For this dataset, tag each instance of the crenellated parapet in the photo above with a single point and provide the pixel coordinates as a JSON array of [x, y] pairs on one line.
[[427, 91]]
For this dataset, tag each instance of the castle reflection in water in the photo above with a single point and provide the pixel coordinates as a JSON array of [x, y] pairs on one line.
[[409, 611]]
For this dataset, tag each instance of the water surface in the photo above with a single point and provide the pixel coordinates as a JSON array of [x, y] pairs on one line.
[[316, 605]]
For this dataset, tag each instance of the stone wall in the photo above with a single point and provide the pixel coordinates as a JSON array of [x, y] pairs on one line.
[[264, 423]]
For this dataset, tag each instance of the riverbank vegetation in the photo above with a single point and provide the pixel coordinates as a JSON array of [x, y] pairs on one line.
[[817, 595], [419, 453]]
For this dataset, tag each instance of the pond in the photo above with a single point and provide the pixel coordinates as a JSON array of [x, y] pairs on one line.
------
No line should appear in the answer except those from the one containing "For this dataset, tag each instance of the water" through the last line of the listing, each retyped exactly.

For this dataset, tag each instance of the water surface in the photo above with a single point and provide the pixel coordinates as a JSON array of [x, y] pairs on one line.
[[316, 605]]
For this dataset, tag each instance of the stone wall in the photo above with a single point and provide the pixel coordinates as a JSON array of [x, y] pairs on one line.
[[264, 423]]
For this dataset, tag each instance of the riverbank vegetation in the photo above with a single point and provide the pixel coordinates as a JSON array of [x, y] pairs on one line.
[[817, 595], [419, 453]]
For this dataset, tag each instance of the pond in the photo above with a single point and provide the pixel coordinates as a JSON array of [x, y] pairs on one line.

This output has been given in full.